◆ WORK TO BE COMPLETED ◆
Pick out every line below that contains the string "clifftop". Copy each of those lines in full.

Excerpts from point annotation data
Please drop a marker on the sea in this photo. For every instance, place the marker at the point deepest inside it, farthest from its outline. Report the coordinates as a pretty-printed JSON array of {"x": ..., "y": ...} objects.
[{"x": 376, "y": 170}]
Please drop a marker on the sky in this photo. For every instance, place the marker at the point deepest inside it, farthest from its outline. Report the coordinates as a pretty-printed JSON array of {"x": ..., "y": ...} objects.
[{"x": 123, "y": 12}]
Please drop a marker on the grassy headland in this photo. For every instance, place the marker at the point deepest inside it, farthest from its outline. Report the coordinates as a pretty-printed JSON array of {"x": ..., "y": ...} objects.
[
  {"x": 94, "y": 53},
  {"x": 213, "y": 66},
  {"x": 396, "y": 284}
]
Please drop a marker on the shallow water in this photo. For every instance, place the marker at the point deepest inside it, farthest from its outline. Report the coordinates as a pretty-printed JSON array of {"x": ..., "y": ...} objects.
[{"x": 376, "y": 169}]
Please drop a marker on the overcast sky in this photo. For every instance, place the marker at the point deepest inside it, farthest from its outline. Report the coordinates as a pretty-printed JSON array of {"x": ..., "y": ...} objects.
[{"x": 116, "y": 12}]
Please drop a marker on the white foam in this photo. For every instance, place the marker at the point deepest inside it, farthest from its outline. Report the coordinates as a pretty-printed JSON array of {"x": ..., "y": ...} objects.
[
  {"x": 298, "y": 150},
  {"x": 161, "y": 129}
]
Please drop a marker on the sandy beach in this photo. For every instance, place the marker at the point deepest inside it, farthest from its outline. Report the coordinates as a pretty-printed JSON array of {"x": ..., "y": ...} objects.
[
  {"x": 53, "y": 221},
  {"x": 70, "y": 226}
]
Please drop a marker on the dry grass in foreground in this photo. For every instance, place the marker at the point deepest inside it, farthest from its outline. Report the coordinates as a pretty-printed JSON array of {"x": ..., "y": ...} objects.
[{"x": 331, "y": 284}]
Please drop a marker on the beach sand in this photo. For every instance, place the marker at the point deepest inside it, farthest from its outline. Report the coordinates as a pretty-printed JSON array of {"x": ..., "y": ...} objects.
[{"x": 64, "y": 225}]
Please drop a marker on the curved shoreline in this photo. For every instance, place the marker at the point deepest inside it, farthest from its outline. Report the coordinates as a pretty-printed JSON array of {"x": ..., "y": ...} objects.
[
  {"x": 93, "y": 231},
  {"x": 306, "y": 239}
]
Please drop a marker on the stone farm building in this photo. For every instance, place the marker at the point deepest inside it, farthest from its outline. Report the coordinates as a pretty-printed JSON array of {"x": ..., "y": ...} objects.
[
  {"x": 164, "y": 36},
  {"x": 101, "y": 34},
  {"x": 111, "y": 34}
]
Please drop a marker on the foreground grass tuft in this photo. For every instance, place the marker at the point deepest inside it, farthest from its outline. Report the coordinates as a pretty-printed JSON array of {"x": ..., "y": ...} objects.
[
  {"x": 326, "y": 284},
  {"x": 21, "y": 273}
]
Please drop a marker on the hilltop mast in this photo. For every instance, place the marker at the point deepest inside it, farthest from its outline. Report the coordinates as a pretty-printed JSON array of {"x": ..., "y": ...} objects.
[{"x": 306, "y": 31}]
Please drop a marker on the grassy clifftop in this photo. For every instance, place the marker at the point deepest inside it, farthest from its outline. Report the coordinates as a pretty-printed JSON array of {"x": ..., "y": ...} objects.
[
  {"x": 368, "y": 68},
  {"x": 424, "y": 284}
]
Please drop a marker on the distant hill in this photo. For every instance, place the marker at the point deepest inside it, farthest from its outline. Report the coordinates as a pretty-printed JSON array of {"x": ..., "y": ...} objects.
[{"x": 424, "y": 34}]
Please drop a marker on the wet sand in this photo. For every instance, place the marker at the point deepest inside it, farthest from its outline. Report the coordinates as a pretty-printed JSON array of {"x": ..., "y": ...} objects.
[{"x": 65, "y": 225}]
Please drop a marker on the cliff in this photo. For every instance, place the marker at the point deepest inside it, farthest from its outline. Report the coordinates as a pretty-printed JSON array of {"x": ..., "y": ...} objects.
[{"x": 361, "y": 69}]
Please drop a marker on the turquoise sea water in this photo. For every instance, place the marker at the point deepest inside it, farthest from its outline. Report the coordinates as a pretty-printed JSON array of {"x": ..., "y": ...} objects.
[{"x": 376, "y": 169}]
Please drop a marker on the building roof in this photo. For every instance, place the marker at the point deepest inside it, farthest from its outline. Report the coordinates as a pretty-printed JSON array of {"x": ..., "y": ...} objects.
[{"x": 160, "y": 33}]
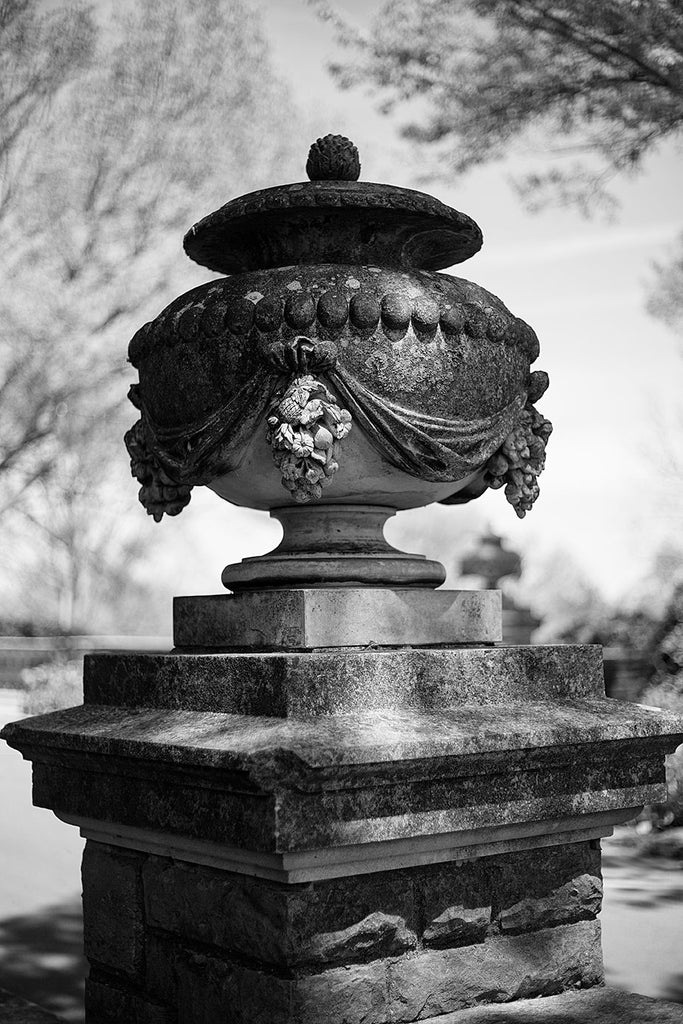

◆ FINISHED TASK ◆
Please drop a marker on the grassy clifftop in this photo. For every instance, place the marker at the point deepest inside it, farthest from its outline. Report the coordinates as a pretty-printed JSON array of {"x": ..., "y": ...} objects.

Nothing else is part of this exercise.